Some records
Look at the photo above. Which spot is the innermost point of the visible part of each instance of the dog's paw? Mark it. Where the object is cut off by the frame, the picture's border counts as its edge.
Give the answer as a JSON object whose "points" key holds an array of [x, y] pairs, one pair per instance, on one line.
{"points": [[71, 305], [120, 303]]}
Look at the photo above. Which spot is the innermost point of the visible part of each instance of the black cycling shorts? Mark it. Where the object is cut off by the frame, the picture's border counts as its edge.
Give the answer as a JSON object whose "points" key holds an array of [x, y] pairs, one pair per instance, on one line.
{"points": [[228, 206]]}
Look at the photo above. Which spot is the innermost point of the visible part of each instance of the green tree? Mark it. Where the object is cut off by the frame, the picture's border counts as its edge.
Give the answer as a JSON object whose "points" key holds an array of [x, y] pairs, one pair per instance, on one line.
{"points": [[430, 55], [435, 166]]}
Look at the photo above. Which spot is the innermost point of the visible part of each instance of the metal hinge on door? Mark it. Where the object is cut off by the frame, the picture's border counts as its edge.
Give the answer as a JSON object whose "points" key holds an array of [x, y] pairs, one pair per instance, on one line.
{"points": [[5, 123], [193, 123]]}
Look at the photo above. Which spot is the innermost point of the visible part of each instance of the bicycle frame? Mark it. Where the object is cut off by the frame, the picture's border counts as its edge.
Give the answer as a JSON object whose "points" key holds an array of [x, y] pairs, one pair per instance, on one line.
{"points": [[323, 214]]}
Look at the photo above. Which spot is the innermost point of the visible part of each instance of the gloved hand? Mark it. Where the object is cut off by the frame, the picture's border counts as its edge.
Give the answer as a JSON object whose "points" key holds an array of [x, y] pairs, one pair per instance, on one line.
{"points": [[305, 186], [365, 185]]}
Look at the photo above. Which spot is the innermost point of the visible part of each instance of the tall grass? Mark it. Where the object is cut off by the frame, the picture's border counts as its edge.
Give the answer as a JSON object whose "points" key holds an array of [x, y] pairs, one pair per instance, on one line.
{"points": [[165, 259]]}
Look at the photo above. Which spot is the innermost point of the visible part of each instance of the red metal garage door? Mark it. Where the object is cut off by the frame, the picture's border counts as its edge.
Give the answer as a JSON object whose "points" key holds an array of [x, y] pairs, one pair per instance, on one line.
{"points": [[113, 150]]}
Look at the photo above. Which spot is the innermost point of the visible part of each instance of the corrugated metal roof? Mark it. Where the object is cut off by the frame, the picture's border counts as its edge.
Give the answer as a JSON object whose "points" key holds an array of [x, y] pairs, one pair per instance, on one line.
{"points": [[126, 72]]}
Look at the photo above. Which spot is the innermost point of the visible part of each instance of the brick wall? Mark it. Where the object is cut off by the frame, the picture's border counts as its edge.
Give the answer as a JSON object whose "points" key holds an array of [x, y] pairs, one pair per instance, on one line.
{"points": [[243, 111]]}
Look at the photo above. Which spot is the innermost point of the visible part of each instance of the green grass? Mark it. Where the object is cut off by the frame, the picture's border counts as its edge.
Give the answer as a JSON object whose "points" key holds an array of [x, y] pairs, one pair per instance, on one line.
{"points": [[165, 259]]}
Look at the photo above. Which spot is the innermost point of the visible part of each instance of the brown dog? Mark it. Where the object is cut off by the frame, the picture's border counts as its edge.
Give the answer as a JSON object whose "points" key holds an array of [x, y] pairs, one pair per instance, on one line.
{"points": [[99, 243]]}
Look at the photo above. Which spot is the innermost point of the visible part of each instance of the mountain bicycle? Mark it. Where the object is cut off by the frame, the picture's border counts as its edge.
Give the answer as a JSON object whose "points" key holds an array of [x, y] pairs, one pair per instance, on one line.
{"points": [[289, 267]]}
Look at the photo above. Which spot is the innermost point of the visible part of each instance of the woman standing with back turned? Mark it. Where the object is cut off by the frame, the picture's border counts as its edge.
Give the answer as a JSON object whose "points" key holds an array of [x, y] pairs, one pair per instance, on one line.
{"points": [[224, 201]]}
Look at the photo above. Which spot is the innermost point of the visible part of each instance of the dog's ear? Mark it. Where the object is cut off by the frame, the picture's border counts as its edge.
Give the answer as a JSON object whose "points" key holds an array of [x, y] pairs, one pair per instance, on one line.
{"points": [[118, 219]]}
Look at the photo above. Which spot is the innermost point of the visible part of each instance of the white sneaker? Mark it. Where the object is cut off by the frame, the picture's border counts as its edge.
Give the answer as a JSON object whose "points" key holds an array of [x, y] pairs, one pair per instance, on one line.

→ **TASK PROMPT**
Reproduce the records above word for word, covering all of them.

→ **COMPLETED EXERCISE**
Look at the photo above. Which spot is the innermost point of the visible part of each instance of the dog's paw? Mark it. Where the object is cut off by the frame, the picture's border counts as its edge.
Give the answer as a JSON object whose "points" key holds an array of [x, y] pairs, one pair per instance, on one line.
{"points": [[71, 305], [120, 303]]}
Look at the photo above. Which spot is the innermost point of the visible part of each instance of the black cycling shorts? Mark it. Where the object is cut off by the frame, the picture's border counts as its edge.
Give the answer as a JSON object whose "points" key holds an array of [x, y] pairs, one pair per instance, on one line.
{"points": [[228, 206]]}
Look at the photo above. Which spot is the innermost point of the visible part of each instance of the green tree? Mark it. Where the object is cut off by the frame, the picture's border counts as its edge.
Give the answer as a JSON object whose "points" key holds an array of [x, y] pairs, one pair per instance, on one line.
{"points": [[430, 55], [435, 166]]}
Look at the photo above. Which spot is the innermost point of the visible part of each instance of the metal hinge on door? Mark it. Where the object is cut off by the frame, the picture's border counts as its edge.
Give the answer as a JSON object whose "points" key holds an array of [x, y] pairs, one pair per instance, on one line.
{"points": [[5, 123], [193, 123]]}
Look at the photo above. Which spot is the innermost point of the visible part of each instance of the bicycle frame? Mark it. Where the object is cut off by the frame, the picture's border counts as its edge.
Give the answer as a JSON object whose "points" key holds an array of [x, y] pairs, one pair per instance, on one line.
{"points": [[323, 214]]}
Look at the photo above. Which spot is the innermost point of the visible part of each instance of the gloved hand? Mark it. Where the object is cut off by the frame, the picture's border counts as its edge.
Give the answer as a JSON object whose "points" key holds an array of [x, y] pairs, one pair per instance, on one line.
{"points": [[305, 186], [365, 185]]}
Look at the photo above. Which spot is the innermost point of the visible part of each instance of the tall grass? Mark it. Where the object is cut off by the frame, the picture's border counts as its edge.
Give the answer as a JSON object whose "points" key holds an array of [x, y] pairs, one pair per instance, on one line.
{"points": [[165, 259]]}
Look at the photo above. Which spot is the innermost point of the visible part of each instance of the red metal garage door? Mark it. Where the object is cut off by the frame, the picture's border counts as its edge.
Give the answer as a JSON object whose "points" key holds an array of [x, y] pairs, one pair per instance, on one line.
{"points": [[113, 150]]}
Look at the photo above. Which spot is the innermost point of the visible part of each instance of the corrugated metal roof? Mark it. Where the object is cut off by the frame, the picture's border counts as its edge.
Give the answer as a JSON object whose "points" key holds an array of [x, y] pairs, one pair per instance, on one line.
{"points": [[126, 72]]}
Look at the photo above. Which spot is the innermost point of the visible part of each instance of the brick wall? Mark it. Where the object is cut off by the frame, the picture's border counts as its edge.
Give the answer as a JSON object whose "points" key holds an array of [x, y] pairs, one pair per instance, on one line.
{"points": [[243, 111]]}
Look at the photo above. Which spot is the innermost point of the visible part of each instance of the green grass? Mark it. Where the object is cut off by the frame, the picture's border counts as its edge.
Give the answer as a JSON object whose "points" key holds an array of [x, y] pairs, one pair per instance, on one line.
{"points": [[165, 259]]}
Look at the photo above. Which spot is the innermost point of the visible part of each instance of the brown dog? Mark it. Where the object is cut off by the frame, the picture's border counts as its edge.
Give the answer as a JSON object whose "points" key holds an array of [x, y] pairs, one pair per instance, on one line.
{"points": [[99, 243]]}
Look at the photo above. Which spot is the innermost point of the visible part of each instance of the mountain bicycle? Mark it. Where the object is cut off by the frame, the picture's border counts as its edge.
Give the answer as a JSON object whose "points" key holds an array of [x, y] pairs, one pair per instance, on one line.
{"points": [[289, 267]]}
Look at the photo above. Which spot is the innermost point of the visible part of each instance of the woman standing with back turned? Mark it. Where the object is cut off by the frame, the picture's border counts as its edge.
Give the answer as a JSON object whose "points" key holds an array of [x, y] pairs, one pair per instance, on one line.
{"points": [[224, 201]]}
Look at the photo above. Which spot is the innermost point of the visible part of each instance of the dog's ear? Mark it. Where the object is cut off by the frame, the picture's border counts as its edge.
Give the answer as a JSON object whose "points" key holds an array of [x, y] pairs, one pair per instance, on one line.
{"points": [[118, 219]]}
Look at the photo above. Which spot is the innermost point of the visible part of each instance of the white sneaker? Mark it. Where the object is cut off by the frame, the picture's border counts as its edge.
Give the answer as a JSON object whose "points" key holds an array of [x, y] pairs, one pair per instance, on one line.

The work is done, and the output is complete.